GEKOZEN TEKSTFRAGMENT
--------

21 oktober 2020 – Column Peter Ursem: Een Westfries is ook maar een gewoon mens
Ook in Westfriesland rukt het covid-19 virus op. Een van de plekken in Nederland die een beetje veilig leek te zijn, verandert langzaam maar zeker in een regio die lijkt op de meeste andere regio’s van Nederland. Een beetje wrang vind ik, dat in de zeven Westfriese gemeenten die zich in het Pact van Westfriesland hebben uitgesproken om tot de tien beste regio’s van Nederland te willen horen, een niet opgenomen doelstelling al bijna gehaald leek: een van Nederlands gezondste regio’s te worden. Op een of andere manier lijkt de wens om zich te onderscheiden van de rest van Nederland niet een echt Westfriese behoefte te zijn.

--------

Verzamelde gegevensrijen:

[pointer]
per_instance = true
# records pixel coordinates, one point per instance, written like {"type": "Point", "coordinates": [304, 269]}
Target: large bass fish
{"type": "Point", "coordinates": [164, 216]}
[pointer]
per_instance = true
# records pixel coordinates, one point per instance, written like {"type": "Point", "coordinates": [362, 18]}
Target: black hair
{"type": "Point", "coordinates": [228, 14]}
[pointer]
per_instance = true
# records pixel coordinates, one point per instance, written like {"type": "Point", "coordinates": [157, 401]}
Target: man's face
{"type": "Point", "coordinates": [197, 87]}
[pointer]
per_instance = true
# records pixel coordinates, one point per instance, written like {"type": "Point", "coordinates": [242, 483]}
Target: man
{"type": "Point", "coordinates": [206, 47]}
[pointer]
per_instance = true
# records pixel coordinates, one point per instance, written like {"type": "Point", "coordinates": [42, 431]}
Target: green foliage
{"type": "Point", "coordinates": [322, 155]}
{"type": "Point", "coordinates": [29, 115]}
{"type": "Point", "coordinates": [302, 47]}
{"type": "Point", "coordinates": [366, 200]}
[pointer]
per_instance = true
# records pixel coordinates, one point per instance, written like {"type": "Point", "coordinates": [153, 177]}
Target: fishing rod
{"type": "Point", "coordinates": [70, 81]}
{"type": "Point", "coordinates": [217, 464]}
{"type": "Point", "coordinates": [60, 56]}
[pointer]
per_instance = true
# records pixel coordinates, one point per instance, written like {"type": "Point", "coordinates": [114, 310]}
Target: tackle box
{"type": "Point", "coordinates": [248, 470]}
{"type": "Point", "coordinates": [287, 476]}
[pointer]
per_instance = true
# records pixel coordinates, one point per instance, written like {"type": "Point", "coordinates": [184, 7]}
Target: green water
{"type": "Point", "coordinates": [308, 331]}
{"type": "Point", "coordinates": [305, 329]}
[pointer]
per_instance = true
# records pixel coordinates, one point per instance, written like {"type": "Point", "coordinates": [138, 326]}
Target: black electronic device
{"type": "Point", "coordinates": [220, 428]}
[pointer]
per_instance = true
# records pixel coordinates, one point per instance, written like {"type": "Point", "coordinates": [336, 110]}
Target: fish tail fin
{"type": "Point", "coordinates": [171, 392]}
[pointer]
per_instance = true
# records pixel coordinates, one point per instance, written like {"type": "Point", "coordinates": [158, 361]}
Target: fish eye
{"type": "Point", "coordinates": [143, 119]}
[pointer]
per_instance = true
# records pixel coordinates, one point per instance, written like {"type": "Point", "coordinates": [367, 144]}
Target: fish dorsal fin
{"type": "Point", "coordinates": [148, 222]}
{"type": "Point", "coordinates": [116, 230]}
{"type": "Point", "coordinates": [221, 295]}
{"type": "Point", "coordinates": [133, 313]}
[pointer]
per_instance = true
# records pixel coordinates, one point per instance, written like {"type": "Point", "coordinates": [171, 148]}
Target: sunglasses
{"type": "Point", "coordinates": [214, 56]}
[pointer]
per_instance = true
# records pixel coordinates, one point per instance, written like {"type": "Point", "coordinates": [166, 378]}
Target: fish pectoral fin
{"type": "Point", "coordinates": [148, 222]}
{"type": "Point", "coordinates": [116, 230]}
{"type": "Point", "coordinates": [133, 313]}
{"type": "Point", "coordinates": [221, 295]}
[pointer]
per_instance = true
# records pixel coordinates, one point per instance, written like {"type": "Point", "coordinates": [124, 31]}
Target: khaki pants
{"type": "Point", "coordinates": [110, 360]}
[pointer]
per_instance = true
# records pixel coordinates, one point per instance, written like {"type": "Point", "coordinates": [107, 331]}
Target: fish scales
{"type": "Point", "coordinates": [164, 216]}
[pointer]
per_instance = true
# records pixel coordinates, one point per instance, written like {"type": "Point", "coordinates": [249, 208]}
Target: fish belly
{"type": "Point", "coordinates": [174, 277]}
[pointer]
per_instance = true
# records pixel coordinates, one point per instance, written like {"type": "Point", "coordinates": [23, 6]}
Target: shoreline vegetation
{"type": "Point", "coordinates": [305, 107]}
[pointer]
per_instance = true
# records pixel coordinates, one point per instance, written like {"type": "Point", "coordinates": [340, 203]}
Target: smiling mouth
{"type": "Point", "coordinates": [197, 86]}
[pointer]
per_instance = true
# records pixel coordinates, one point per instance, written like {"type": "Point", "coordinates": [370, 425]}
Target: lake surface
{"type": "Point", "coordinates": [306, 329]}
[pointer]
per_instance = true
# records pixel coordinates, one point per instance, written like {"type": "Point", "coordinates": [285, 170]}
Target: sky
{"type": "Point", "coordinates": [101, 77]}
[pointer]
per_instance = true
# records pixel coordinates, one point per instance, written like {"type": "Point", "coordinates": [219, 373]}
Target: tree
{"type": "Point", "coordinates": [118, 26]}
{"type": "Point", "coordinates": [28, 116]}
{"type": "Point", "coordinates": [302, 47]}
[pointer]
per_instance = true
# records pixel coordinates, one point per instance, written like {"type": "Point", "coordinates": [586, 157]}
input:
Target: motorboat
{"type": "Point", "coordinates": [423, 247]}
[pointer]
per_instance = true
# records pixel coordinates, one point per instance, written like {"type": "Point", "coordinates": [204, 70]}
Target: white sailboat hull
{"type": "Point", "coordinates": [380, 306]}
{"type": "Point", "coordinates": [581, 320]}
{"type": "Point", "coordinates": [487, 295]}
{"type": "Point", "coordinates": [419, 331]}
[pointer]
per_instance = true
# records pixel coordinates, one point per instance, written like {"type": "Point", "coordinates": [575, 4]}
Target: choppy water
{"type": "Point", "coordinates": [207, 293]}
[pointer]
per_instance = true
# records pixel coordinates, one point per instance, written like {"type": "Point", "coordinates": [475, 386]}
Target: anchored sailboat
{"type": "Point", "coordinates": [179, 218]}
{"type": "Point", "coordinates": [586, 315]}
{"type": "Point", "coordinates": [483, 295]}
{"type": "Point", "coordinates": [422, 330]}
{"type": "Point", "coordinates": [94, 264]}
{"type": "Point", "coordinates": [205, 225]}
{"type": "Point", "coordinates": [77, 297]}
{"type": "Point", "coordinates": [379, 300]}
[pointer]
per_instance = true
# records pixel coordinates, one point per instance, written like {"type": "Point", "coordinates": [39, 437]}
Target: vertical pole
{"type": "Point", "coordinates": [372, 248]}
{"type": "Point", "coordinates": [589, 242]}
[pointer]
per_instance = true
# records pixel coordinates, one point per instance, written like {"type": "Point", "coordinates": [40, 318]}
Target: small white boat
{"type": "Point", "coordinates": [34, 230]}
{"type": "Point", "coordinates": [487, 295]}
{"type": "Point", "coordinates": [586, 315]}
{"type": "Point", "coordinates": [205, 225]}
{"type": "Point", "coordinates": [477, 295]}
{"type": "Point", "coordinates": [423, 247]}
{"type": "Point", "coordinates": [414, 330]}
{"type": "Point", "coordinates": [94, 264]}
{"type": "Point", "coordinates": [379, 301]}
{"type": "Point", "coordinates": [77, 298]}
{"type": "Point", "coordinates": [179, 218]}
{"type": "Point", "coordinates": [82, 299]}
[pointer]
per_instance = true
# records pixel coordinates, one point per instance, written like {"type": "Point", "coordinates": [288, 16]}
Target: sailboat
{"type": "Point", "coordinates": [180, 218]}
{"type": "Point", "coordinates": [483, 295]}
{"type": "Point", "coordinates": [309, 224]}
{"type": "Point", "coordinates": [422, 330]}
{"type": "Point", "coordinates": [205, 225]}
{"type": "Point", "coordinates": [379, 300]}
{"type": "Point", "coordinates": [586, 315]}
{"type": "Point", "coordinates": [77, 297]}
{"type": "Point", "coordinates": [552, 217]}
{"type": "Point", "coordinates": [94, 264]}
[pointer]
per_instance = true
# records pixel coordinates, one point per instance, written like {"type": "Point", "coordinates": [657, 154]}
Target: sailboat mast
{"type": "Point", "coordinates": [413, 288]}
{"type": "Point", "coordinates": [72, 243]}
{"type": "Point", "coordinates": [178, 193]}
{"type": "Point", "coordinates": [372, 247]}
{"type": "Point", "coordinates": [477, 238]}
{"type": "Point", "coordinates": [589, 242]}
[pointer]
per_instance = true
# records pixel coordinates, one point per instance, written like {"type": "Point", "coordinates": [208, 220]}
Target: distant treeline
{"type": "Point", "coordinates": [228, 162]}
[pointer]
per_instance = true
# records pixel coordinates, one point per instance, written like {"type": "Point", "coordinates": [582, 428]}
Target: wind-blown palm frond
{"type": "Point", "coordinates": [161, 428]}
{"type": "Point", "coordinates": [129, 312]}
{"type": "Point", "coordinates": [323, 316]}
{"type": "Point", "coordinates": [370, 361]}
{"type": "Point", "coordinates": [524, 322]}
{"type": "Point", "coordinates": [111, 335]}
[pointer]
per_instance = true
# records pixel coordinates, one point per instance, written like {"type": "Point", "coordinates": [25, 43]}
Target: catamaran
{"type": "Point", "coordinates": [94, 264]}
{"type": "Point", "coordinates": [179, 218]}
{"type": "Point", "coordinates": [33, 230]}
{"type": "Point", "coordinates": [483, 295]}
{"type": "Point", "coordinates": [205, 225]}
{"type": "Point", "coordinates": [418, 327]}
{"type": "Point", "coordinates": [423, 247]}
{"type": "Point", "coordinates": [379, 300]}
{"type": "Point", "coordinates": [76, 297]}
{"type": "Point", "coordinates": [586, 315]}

--------

MET DE INFORMATIE
**1)** Hoeveel Westfriese gemeenten hebben zich volgens de column over Westfriesland in het Pact van Westfriesland uitgesproken?
**2)** Citeer uit de column over Westfriesland het stuk dat begint bij de woorden "21 oktober 2020" en stop na "behoefte te zijn.".

ANTWOORDEN PER OPDRACHT
**1)** Zeven gemeenten.

**2)**
21 oktober 2020 – Column Peter Ursem: Een Westfries is ook maar een gewoon mens
Ook in Westfriesland rukt het covid-19 virus op. Een van de plekken in Nederland die een beetje veilig leek te zijn, verandert langzaam maar zeker in een regio die lijkt op de meeste andere regio’s van Nederland. Een beetje wrang vind ik, dat in de zeven Westfriese gemeenten die zich in het Pact van Westfriesland hebben uitgesproken om tot de tien beste regio’s van Nederland te willen horen, een niet opgenomen doelstelling al bijna gehaald leek: een van Nederlands gezondste regio’s te worden. Op een of andere manier lijkt de wens om zich te onderscheiden van de rest van Nederland niet een echt Westfriese behoefte te zijn.